Across all the records, filter for lines with the word "below" and copy them.
---------- Dataset excerpts ----------
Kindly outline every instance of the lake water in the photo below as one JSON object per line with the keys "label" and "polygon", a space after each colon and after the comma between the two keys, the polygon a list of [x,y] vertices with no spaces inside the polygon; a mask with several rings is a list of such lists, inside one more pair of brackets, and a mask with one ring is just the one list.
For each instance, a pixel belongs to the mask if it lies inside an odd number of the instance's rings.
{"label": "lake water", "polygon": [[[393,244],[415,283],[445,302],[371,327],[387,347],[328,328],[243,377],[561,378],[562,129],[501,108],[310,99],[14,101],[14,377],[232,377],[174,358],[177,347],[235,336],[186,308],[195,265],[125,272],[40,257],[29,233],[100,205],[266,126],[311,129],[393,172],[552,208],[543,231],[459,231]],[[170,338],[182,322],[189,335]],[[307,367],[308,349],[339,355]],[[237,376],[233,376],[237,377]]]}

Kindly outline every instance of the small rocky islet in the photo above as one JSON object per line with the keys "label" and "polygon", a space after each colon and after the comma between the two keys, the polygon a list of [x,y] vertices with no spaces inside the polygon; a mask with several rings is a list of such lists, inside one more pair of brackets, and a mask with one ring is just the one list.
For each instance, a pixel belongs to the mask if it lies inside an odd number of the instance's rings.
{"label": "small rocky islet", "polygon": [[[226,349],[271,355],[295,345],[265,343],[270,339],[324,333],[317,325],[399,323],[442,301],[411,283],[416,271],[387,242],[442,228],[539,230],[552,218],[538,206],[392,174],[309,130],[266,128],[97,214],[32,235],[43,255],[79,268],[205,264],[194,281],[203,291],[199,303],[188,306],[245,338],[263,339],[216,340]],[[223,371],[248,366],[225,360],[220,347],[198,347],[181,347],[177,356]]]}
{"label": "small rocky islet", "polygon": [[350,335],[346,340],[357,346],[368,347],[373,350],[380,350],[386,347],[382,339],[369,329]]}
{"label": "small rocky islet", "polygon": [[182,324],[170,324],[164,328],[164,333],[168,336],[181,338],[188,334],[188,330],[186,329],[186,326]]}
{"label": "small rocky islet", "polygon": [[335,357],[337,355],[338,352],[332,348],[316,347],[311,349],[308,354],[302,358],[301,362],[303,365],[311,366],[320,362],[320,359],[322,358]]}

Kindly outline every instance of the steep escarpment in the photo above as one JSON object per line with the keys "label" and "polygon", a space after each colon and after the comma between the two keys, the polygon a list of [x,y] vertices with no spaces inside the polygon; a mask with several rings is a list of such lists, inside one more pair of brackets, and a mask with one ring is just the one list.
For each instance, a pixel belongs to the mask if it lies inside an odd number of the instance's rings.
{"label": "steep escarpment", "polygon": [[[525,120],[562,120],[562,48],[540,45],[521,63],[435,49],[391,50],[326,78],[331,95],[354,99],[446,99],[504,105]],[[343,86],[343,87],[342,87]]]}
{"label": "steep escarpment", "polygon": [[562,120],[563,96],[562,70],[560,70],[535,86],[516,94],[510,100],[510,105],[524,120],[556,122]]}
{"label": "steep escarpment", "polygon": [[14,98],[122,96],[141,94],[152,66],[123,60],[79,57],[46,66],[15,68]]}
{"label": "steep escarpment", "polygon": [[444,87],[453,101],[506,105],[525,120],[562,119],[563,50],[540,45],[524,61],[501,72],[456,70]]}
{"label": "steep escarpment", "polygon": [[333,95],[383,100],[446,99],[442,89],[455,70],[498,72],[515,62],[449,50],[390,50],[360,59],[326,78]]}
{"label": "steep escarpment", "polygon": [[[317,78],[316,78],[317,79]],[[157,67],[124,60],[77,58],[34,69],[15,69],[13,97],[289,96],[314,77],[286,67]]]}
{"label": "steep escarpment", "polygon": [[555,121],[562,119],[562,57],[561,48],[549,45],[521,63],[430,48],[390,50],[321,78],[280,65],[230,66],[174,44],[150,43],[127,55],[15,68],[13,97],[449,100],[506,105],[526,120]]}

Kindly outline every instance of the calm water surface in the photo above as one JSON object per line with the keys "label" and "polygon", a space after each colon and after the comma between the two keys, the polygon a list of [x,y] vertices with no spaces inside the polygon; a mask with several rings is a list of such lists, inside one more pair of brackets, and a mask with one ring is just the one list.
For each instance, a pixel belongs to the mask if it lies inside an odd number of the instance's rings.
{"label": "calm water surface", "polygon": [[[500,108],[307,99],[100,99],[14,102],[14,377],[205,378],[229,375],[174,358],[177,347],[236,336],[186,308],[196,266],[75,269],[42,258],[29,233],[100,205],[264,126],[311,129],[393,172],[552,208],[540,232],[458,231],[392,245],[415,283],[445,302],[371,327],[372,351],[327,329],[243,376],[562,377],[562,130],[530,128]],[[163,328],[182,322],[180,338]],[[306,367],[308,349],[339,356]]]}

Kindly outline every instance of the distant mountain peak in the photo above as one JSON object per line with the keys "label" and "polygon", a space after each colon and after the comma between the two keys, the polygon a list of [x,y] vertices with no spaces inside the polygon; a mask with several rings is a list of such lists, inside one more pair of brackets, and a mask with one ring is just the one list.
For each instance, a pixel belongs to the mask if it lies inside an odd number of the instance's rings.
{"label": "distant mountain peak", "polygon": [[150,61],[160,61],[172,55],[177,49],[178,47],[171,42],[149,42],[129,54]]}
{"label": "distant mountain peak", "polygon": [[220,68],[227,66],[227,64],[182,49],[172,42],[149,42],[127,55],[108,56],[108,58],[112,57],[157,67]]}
----------
---------- Dataset excerpts ----------
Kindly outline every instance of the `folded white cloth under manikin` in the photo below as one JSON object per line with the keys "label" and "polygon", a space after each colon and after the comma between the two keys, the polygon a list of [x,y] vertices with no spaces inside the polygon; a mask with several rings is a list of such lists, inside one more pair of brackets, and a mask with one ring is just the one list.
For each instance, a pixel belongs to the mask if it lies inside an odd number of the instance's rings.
----------
The answer:
Kindly outline every instance of the lake water in the photo below as one JSON object per line with the keys "label" and "polygon", a space after each colon and after the comma between the two keys, the polygon a list of [x,y] vertices with no spaces inside the polygon; a mask with several rings is a list of such lists, inside one more pair of brackets, and a mask with one ring is just the one list.
Kindly outline every instance of the `folded white cloth under manikin` in the photo below as one JSON object per line with the keys "label" and "polygon", a space after each colon and after the comma between the two keys, the polygon a list of [x,y] vertices with no spaces inside the polygon; a mask with several rings is a list of such lists, inside one more pair of brackets, and a mask with one ring is just the one list.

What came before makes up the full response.